▶ **TASK INSTRUCTIONS**
Reproduce every line from the line with "Exercise. Mark the hallway" up to and including the final line of the items, requests included, and scale each x and y coordinate in the answers by 2.45, rounding to whole numbers with halves going up. Give only those lines.

======== STORED DATA ========

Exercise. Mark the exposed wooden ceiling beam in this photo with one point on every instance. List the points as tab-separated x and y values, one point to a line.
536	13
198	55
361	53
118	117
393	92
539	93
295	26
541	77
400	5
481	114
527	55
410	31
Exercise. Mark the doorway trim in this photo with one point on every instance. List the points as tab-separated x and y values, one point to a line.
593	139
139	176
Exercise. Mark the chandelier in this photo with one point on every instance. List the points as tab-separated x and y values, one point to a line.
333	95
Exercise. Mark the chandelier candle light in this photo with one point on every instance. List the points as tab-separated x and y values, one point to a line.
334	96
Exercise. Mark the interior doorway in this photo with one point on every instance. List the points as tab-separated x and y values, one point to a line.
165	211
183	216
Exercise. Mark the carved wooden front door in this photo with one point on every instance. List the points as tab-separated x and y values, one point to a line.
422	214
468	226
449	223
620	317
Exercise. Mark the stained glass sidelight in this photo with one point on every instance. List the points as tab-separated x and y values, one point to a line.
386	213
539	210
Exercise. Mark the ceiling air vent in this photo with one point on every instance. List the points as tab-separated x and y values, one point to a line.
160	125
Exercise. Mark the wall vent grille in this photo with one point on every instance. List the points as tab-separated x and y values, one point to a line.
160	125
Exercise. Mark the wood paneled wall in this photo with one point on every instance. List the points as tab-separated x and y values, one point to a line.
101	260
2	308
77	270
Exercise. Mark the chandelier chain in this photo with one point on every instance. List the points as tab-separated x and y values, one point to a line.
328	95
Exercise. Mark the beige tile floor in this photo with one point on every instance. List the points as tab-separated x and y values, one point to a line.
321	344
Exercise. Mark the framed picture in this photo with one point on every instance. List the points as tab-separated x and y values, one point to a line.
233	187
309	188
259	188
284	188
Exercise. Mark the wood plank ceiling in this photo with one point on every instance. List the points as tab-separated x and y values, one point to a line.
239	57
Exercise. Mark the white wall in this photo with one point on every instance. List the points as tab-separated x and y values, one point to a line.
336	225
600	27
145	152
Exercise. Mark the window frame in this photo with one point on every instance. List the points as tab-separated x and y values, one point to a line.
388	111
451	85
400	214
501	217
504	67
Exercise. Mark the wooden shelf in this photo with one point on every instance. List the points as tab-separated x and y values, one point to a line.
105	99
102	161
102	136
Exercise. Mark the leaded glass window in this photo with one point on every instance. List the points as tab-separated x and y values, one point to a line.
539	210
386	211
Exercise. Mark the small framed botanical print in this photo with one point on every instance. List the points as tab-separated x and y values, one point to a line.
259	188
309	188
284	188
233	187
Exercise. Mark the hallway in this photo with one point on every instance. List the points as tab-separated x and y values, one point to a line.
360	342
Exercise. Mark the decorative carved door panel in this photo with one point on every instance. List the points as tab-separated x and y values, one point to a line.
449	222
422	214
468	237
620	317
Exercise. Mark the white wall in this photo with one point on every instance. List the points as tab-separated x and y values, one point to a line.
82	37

========

▶ **RIGHT ANSWER**
Exercise. Mark the hallway in this photo with one point on every instance. List the points as tab-separated x and y values, one point to a line.
882	838
Exercise. Mark the decorative carved door panel in this photo with one point on every instance. List the points as tab-separated x and y values, one point to a line.
1100	544
1034	524
1147	581
1519	777
Exercise. Mark the white wall in this photo with one point on every instance. List the points as tab-separated x and y values, one point to a line.
201	91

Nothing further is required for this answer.